■ Goal
Please gather every line of the data below that contains the word "informational". Matches must have the same case.

■ Dataset rows

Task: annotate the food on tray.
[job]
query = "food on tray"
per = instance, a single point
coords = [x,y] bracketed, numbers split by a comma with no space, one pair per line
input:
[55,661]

...

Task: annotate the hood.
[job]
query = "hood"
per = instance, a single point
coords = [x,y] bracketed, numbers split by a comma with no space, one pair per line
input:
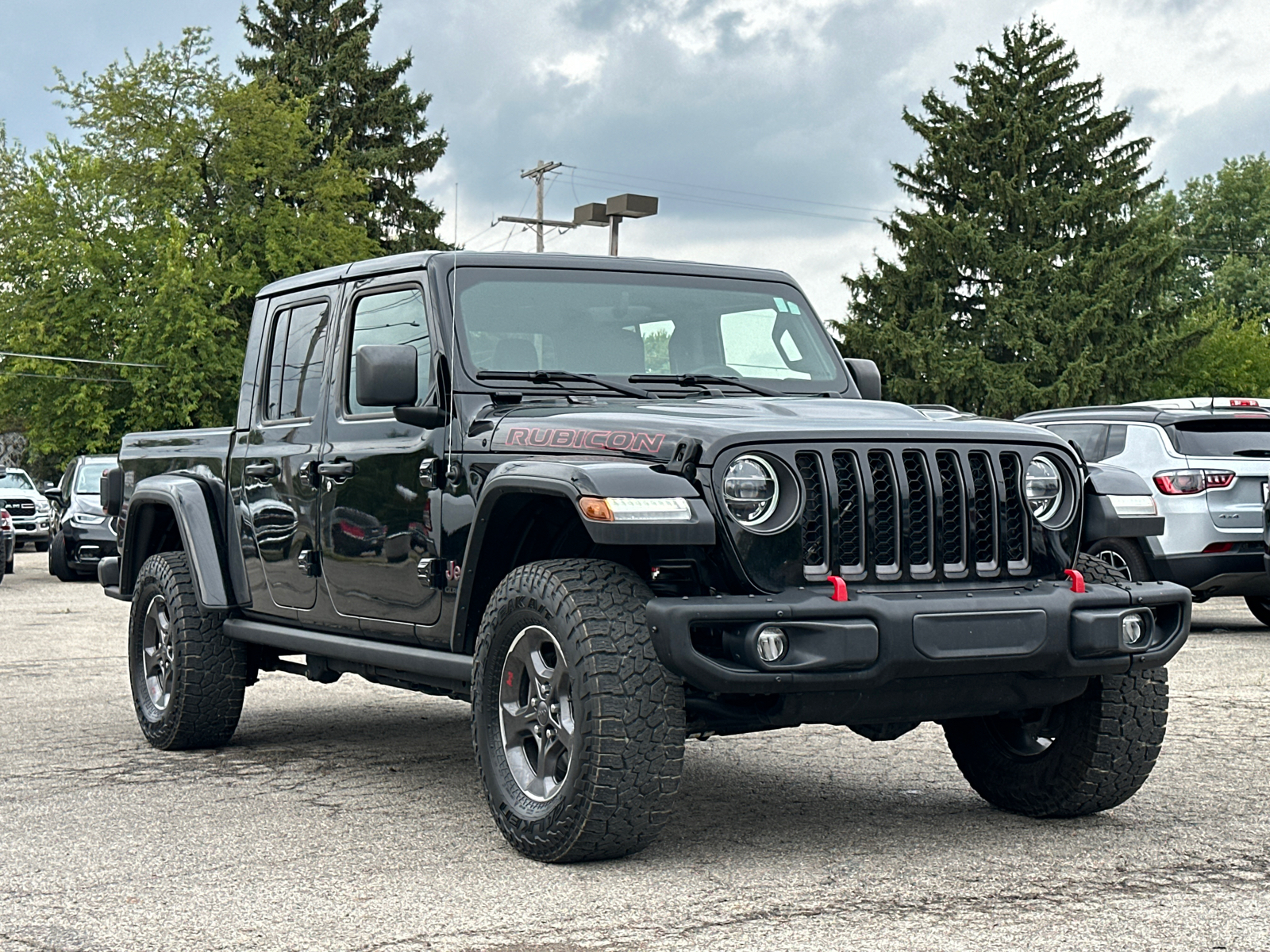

* * *

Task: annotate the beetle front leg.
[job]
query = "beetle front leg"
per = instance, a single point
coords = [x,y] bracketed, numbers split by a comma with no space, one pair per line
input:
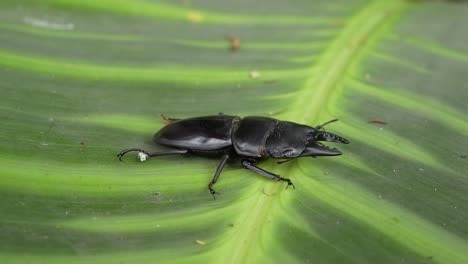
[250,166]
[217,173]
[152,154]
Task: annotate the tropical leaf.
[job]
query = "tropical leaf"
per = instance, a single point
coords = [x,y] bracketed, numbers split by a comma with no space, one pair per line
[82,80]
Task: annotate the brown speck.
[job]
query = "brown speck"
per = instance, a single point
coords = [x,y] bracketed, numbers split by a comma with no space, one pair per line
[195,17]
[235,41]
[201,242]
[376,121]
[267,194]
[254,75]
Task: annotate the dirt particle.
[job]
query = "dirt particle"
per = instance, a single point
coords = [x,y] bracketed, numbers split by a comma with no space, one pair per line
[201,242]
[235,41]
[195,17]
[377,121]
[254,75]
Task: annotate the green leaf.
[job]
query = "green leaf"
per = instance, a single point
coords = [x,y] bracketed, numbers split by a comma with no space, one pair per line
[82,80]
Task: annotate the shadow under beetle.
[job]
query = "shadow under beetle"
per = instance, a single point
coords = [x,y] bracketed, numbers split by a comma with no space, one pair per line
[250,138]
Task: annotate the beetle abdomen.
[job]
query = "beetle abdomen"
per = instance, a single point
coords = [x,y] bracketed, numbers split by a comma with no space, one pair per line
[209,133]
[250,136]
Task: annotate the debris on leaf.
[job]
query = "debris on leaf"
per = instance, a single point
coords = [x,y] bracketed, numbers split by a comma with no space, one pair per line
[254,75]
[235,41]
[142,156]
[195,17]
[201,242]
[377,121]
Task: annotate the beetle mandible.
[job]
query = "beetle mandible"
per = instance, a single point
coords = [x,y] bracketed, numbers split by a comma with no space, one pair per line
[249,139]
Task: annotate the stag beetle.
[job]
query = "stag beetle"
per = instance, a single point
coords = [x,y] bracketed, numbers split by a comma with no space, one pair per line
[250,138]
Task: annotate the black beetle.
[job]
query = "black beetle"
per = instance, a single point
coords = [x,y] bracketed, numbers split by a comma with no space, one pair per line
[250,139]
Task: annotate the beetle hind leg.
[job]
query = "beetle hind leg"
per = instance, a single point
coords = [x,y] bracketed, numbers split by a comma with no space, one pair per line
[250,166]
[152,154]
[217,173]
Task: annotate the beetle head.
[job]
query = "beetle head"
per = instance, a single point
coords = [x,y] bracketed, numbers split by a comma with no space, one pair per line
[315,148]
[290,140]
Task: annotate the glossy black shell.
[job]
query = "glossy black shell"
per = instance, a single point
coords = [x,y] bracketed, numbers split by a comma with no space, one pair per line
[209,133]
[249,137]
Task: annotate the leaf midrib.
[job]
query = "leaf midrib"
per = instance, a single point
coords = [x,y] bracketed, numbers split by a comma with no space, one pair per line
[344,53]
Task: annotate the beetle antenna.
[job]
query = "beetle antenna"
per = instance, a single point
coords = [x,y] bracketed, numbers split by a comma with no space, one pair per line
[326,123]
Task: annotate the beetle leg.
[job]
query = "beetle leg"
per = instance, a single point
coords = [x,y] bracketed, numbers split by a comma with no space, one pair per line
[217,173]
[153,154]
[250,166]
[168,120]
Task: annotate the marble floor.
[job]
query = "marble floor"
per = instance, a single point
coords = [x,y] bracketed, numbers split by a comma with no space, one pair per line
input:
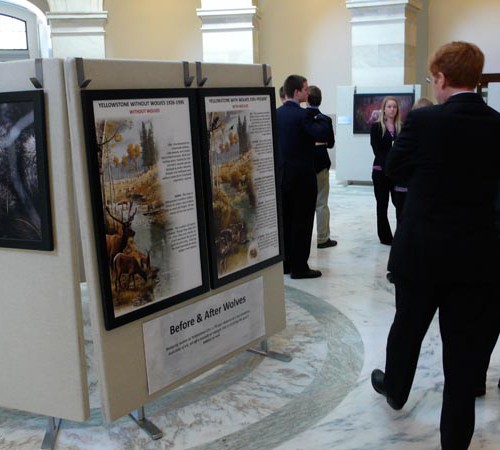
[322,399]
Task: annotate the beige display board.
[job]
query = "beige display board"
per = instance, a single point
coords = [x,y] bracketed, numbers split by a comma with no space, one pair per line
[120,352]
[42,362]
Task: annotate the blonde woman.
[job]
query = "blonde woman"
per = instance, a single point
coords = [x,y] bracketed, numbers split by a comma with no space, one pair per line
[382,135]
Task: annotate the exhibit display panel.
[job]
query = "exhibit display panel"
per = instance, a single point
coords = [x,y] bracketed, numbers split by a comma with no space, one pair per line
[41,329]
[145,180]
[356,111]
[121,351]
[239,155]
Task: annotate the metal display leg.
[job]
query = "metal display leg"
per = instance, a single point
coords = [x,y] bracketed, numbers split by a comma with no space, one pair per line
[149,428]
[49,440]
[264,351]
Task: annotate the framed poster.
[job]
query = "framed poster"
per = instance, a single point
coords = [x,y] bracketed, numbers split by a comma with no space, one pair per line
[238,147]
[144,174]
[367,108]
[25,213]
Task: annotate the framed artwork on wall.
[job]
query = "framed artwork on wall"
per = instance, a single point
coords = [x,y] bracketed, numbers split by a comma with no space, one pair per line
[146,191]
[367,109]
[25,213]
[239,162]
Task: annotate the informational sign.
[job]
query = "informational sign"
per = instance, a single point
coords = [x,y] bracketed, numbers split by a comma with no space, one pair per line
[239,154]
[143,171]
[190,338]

■ Task answer
Task: annotate the informational sign.
query = "informational sign"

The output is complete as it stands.